**EXERCISE TASK**
Return everything in the entries from the line containing "wooden door, find" down to the line containing "(1072, 597)", both included, word for word and with nothing else.

**EXERCISE INPUTS**
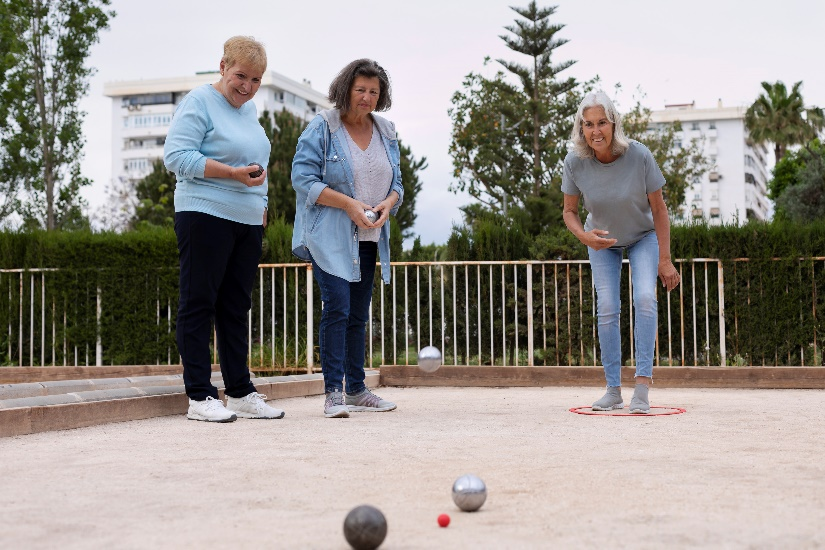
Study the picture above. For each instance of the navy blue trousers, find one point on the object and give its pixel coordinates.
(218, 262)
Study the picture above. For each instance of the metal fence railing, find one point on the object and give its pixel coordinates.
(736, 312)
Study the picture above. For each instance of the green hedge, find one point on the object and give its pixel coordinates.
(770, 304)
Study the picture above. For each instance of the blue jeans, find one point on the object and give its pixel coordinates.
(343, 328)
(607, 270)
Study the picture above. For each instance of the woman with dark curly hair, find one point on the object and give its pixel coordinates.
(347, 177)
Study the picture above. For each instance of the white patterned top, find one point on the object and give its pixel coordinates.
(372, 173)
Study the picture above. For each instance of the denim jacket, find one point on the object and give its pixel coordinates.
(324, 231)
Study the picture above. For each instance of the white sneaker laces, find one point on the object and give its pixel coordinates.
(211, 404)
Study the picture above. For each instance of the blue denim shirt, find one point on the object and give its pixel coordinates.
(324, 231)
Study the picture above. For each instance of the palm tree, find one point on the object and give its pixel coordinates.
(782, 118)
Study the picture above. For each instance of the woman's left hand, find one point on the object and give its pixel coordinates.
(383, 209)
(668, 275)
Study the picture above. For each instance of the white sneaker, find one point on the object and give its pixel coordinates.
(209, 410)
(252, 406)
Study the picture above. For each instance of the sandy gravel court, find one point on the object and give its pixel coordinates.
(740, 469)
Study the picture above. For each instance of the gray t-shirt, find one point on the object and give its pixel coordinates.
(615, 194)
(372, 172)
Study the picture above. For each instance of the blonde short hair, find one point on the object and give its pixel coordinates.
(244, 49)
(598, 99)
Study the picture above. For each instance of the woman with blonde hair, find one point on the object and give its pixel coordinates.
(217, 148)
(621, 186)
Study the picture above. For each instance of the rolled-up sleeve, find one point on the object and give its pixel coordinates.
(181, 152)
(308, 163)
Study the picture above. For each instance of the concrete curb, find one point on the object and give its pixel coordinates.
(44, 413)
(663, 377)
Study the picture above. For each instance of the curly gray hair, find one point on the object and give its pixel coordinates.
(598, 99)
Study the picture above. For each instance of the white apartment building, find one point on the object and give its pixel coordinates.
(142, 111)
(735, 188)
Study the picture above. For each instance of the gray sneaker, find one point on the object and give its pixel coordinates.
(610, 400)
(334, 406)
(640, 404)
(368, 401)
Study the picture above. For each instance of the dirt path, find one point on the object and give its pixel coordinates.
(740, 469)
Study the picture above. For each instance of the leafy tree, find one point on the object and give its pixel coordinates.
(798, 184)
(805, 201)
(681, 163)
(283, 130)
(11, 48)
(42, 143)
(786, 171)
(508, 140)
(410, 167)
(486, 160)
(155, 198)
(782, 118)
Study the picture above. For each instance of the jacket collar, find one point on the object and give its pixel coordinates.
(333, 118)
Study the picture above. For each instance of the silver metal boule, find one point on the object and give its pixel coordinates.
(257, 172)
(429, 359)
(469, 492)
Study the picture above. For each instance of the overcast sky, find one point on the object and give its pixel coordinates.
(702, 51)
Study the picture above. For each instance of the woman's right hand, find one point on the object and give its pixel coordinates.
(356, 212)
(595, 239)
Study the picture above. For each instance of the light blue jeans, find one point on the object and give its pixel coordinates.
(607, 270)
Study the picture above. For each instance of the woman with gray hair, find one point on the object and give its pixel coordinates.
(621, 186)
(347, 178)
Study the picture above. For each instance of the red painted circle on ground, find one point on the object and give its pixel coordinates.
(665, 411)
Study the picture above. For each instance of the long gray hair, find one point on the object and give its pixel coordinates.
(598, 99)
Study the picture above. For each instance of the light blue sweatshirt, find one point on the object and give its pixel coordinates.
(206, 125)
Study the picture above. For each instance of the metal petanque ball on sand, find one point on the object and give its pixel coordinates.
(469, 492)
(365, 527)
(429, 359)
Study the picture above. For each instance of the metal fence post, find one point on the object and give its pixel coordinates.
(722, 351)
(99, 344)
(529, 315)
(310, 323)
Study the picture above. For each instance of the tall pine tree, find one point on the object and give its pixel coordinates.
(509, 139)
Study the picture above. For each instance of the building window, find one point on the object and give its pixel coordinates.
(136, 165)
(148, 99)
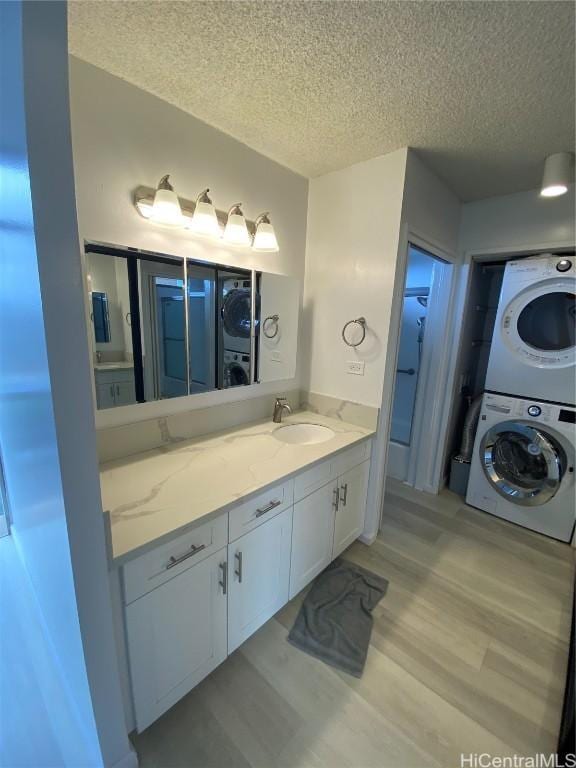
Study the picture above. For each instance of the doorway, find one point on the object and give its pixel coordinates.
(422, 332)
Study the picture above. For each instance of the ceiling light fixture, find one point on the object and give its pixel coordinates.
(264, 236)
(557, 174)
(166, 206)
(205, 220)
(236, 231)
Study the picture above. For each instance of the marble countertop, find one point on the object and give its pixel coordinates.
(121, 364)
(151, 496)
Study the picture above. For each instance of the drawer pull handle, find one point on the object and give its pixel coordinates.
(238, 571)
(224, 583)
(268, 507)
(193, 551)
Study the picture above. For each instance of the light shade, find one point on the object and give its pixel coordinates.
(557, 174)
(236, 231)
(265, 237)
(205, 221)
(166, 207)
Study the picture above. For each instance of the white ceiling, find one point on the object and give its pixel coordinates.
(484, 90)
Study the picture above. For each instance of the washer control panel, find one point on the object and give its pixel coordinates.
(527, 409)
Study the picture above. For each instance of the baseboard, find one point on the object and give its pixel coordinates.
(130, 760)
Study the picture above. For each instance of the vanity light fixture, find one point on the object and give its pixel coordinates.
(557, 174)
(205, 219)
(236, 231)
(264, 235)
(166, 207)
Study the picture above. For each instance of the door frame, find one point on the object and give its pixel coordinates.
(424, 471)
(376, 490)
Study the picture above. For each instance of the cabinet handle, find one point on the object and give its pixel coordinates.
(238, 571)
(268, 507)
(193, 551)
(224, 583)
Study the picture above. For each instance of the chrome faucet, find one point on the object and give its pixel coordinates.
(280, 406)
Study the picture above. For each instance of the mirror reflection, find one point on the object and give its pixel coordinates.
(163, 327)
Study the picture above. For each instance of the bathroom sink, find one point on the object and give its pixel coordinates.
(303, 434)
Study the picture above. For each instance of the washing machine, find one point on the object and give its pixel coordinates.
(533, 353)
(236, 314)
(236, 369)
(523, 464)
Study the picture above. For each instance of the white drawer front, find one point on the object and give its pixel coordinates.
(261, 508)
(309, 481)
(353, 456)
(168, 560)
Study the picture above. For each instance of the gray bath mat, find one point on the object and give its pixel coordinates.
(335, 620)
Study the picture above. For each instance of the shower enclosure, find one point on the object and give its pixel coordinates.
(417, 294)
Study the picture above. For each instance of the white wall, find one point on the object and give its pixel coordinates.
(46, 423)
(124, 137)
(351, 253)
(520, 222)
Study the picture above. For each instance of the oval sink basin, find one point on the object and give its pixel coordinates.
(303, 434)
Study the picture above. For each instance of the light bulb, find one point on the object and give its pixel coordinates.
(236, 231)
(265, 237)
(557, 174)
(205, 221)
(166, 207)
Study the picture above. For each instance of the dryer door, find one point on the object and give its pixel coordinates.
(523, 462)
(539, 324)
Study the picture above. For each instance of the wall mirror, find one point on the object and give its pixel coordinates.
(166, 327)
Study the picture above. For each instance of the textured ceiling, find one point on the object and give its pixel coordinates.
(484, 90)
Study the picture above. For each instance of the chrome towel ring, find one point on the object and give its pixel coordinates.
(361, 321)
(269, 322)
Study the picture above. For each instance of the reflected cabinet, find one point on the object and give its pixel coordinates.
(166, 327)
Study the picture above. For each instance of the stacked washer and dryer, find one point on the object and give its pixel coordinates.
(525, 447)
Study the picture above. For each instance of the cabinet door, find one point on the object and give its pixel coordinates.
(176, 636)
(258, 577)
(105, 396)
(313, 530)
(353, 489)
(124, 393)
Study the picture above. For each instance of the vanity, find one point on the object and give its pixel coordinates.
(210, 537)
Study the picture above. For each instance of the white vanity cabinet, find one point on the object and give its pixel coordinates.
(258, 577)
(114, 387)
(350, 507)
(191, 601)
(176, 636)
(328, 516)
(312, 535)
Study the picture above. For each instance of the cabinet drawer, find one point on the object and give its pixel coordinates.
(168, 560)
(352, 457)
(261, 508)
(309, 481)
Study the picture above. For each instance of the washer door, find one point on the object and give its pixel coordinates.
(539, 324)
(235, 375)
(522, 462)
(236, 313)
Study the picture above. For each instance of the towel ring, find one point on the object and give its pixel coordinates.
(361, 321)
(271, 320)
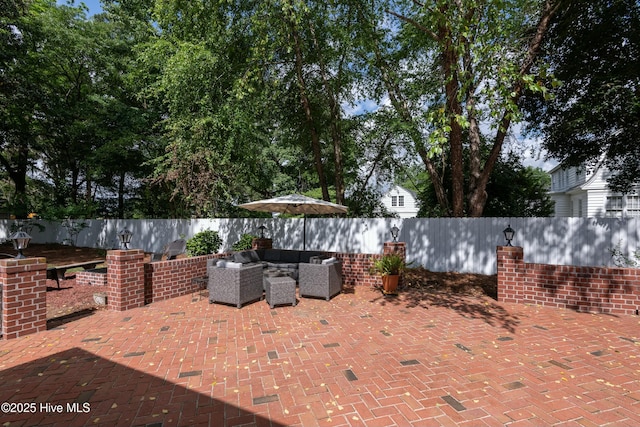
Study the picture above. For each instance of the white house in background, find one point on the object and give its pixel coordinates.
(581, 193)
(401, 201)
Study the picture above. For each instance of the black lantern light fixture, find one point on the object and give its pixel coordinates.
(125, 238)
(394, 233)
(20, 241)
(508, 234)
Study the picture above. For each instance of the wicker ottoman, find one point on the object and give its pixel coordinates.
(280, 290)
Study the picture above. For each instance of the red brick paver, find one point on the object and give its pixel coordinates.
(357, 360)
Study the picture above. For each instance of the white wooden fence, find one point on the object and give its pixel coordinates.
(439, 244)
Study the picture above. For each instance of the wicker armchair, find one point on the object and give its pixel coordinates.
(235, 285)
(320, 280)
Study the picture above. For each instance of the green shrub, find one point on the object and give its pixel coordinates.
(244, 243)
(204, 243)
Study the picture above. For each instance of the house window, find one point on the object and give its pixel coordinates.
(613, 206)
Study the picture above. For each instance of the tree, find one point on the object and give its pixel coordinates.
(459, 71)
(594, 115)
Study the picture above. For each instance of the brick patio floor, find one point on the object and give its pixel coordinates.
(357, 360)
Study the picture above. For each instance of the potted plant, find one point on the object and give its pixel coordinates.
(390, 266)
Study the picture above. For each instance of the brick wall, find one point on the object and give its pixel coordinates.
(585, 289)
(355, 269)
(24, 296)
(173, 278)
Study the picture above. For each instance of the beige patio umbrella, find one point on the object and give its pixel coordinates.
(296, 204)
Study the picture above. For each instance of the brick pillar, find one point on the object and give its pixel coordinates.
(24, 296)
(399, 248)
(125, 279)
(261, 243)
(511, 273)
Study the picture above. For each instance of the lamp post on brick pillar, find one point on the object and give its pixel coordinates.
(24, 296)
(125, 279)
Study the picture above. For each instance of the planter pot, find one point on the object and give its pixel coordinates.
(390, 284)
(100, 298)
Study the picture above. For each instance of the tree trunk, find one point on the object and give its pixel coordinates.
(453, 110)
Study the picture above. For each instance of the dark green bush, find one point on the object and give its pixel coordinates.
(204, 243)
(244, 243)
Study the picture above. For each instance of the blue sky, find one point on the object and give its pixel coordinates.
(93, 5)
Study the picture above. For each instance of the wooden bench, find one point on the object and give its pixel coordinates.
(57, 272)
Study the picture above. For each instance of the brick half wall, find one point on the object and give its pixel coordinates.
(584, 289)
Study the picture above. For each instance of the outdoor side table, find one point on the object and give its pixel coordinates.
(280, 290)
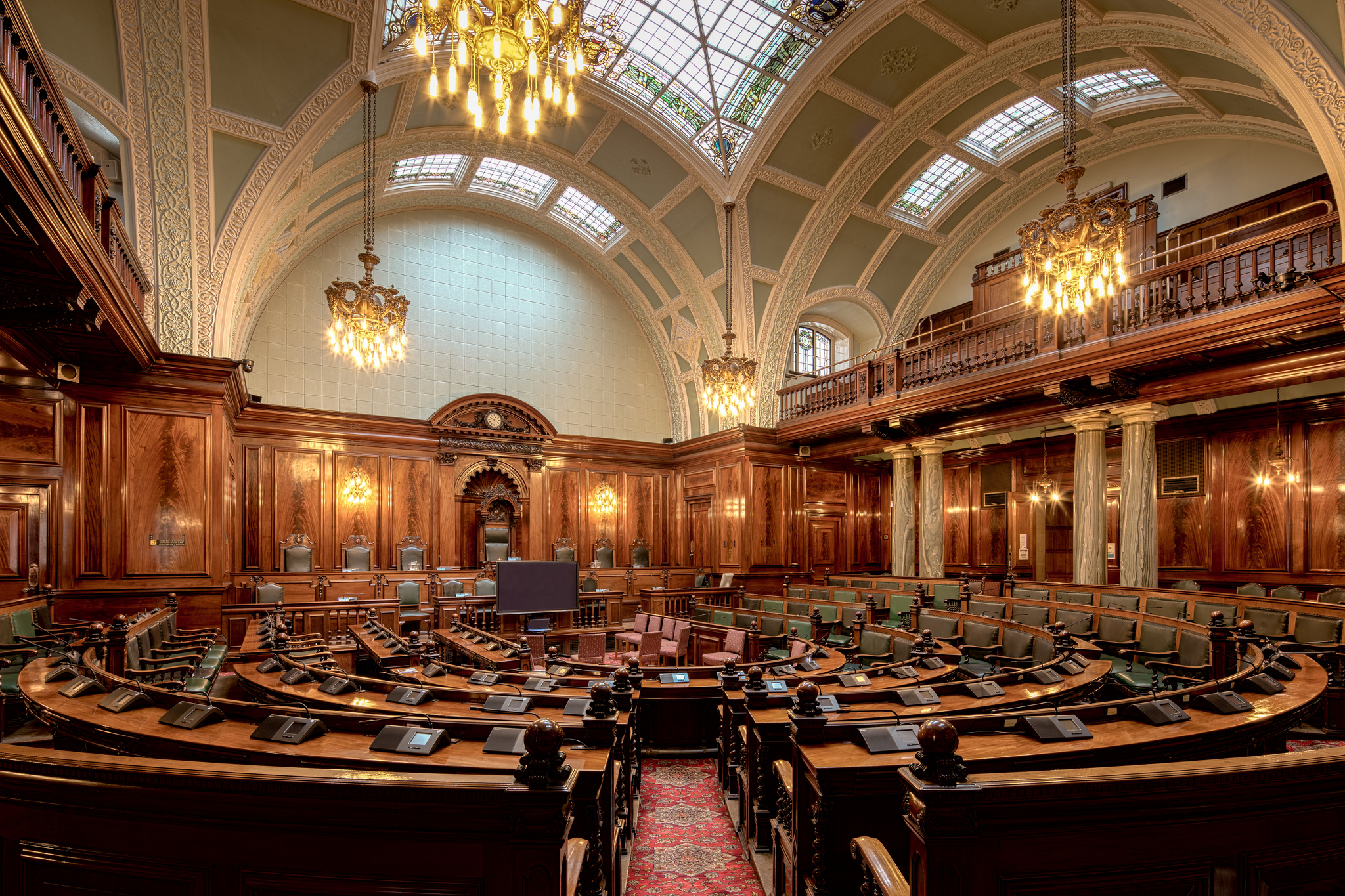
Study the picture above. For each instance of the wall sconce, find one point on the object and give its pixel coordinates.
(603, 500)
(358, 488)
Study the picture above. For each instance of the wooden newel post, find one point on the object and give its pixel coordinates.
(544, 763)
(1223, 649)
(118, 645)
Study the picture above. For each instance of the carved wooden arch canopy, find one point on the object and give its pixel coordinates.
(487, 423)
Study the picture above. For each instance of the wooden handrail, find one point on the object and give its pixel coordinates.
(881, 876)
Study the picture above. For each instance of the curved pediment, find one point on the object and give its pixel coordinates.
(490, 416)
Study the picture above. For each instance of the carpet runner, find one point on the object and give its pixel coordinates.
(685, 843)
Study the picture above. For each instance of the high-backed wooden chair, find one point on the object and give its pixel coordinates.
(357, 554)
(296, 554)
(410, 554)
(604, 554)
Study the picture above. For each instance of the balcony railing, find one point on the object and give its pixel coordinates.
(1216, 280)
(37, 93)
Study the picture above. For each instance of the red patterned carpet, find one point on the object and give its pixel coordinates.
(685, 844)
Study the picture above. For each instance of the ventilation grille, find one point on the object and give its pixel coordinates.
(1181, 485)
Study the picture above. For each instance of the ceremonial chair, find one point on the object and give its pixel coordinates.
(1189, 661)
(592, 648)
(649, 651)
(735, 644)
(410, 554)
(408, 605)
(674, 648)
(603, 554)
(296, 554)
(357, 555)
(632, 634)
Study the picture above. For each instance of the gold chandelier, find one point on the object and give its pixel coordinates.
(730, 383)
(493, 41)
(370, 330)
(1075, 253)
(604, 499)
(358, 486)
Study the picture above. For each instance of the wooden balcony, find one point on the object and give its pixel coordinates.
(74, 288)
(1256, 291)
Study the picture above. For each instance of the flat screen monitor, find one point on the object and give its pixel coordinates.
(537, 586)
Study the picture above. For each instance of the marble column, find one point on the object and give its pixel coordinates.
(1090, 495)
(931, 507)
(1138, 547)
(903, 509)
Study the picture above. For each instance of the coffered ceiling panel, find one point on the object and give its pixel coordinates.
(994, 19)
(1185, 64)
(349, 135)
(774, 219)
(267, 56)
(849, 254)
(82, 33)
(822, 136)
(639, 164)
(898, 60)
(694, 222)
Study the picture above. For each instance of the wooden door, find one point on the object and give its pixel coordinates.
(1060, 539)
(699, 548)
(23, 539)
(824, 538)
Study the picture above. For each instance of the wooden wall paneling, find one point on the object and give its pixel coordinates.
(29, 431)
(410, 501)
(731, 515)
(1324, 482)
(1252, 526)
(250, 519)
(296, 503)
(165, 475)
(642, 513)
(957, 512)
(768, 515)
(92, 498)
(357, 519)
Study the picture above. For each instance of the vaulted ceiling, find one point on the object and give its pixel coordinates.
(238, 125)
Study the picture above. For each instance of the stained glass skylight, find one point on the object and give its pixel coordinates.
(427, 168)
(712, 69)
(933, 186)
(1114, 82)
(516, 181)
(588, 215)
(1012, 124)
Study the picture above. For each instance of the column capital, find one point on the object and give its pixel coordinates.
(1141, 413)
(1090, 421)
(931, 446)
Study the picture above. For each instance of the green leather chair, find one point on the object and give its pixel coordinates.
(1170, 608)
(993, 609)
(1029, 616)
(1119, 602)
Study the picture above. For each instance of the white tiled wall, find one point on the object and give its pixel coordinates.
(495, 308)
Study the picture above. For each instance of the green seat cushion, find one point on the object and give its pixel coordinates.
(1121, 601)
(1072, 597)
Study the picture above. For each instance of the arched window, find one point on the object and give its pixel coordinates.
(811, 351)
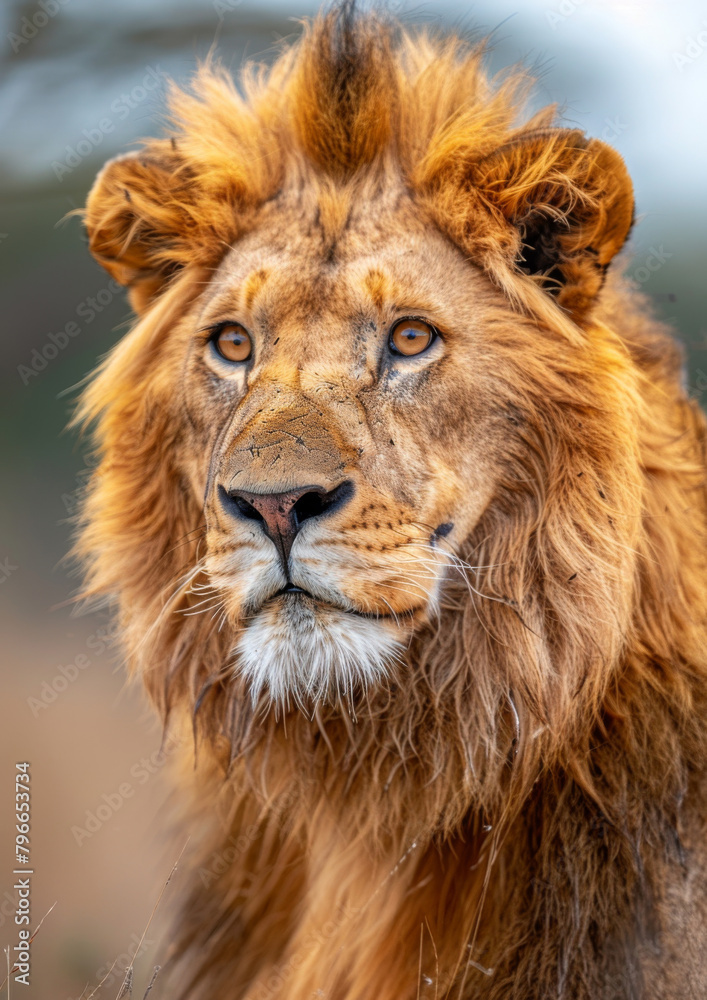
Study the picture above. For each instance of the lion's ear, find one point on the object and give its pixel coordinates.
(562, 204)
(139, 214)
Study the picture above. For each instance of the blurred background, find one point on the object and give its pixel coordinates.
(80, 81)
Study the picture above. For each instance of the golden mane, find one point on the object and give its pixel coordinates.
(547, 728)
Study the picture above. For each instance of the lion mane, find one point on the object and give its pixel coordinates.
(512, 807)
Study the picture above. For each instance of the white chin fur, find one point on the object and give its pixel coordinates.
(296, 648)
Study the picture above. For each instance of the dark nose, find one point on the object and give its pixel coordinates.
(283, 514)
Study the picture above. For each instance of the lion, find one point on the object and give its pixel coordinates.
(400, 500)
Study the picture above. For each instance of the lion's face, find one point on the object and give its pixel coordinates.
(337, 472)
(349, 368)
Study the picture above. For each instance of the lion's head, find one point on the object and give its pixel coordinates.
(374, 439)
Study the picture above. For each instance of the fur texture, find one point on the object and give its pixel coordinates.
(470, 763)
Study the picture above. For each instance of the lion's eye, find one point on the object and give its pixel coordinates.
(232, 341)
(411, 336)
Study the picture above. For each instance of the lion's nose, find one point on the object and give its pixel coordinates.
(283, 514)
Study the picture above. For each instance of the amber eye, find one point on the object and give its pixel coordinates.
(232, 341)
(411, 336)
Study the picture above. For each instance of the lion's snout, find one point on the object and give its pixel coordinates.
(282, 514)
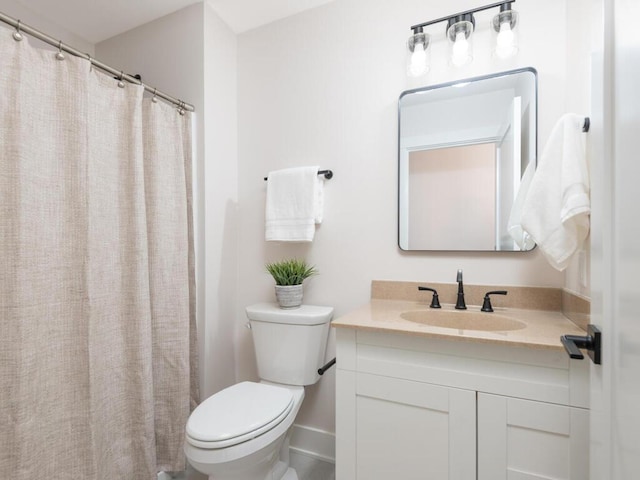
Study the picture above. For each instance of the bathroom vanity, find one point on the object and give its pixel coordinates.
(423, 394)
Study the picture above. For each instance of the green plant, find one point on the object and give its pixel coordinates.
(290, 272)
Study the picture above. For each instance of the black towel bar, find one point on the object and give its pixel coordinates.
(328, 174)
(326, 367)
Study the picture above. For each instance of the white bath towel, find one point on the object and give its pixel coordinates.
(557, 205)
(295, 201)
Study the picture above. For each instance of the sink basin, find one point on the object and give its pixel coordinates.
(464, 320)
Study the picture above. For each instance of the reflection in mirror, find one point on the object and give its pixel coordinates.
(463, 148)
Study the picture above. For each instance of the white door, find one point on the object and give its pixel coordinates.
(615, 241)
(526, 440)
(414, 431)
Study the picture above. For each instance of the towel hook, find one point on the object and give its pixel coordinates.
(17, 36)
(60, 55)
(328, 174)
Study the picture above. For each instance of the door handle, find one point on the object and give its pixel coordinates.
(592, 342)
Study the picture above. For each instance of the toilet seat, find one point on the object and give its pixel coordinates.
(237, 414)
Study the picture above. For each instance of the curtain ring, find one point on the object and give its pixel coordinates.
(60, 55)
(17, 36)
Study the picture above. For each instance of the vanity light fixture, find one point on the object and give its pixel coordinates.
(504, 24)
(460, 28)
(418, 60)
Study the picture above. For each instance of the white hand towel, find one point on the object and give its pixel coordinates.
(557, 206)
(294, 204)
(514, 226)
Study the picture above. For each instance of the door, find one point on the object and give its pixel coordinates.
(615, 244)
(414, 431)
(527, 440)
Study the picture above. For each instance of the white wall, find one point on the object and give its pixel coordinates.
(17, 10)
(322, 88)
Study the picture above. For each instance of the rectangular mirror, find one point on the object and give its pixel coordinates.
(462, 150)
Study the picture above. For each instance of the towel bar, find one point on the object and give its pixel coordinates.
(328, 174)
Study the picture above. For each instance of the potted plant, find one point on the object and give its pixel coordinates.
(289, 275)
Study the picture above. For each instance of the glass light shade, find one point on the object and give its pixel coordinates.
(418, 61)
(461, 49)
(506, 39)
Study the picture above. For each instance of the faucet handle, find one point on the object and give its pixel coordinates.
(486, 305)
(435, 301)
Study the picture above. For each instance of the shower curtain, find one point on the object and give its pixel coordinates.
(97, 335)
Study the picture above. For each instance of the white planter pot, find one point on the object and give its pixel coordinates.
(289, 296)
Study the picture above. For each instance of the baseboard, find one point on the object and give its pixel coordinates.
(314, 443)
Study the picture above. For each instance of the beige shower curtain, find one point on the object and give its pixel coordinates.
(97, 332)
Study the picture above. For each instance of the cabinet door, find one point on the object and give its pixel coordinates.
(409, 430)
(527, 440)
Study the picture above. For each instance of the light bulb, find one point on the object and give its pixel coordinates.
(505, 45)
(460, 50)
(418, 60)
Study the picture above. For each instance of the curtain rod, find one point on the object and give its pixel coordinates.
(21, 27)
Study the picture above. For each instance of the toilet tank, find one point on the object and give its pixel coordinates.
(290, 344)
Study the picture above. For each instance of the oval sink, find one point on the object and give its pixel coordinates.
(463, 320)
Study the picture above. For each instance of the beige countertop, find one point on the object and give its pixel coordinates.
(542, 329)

**EXERCISE RESPONSE**
Study the picture above. For each instance of the wooden door, find one point on the object and give its pixel coordinates.
(1060, 539)
(699, 548)
(23, 539)
(824, 538)
Study the picture above. For each instance of the wooden wall paneling, find one point on the object and give its pixel coordinates.
(29, 431)
(410, 501)
(731, 515)
(1324, 482)
(1252, 526)
(250, 519)
(296, 503)
(165, 475)
(642, 513)
(957, 512)
(768, 515)
(92, 498)
(357, 519)
Study the picture above. For each instance of the vaulted ceiling, find one point on the object and give its pixel coordinates.
(238, 125)
Study the picture above. For each instance of the stained glass skylight, find one point on the object and give its pixel coordinates.
(427, 168)
(712, 69)
(933, 186)
(1114, 82)
(516, 181)
(588, 215)
(1012, 124)
Study the picture above. For each instance of the column capital, find one point on the object and give its pixel coordinates.
(1141, 413)
(1090, 421)
(931, 446)
Study the picture above. For each instance of the green leather chair, find one point on the object and give its pixel coordinates.
(1170, 608)
(993, 609)
(1029, 616)
(1119, 602)
Study the picture above. For each instance of the white tiled wall, find one point on the object and give its pixel coordinates.
(495, 308)
Study the picture above. For each instance of the green seat cushion, find one point on the object and give its pixel coordinates.
(1121, 601)
(1072, 597)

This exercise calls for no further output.